[START Extract to read]
Database Performance Tuning for MariaDB

Paul Namuag

Ever since MySQL was originally forked to form MariaDB it has been widely supported and adopted quickly by a large audience in the open source database community. Originally a drop-in replacement, MariaDB has started to create distinction against MySQL, especially with the release of MariaDB 10.2

Despite this, however, there's still no real telltale difference between MariaDB and MySQL, as both have engines that are compatible and can run natively with one another. So don't be surprised if the tuning of your MariaDB setup has a similar approach to one tuning MySQL

This blog will discuss the tuning of MariaDB, specifically those systems running in a Linux environment.

MariaDB Hardware and System Optimization

MariaDB recommends that you improve your hardware in the following priority order...

Memory

Memory is the most important factor for databases as it allows you to adjust the Server System Variables. More memory means larger key and table caches, which are stored in memory so that disks can access, an order of magnitude slower, is subsequently reduced.
[END Extract to read]
[START Record list]
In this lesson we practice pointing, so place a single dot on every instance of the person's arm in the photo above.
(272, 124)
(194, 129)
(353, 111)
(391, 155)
[END Record list]
— Work required —
Can you transcribe the MariaDB tuning article from "This blog will" up to and including "following priority order..."?

— Written response —
This blog will discuss the tuning of MariaDB, specifically those systems running in a Linux environment.

MariaDB Hardware and System Optimization

MariaDB recommends that you improve your hardware in the following priority order...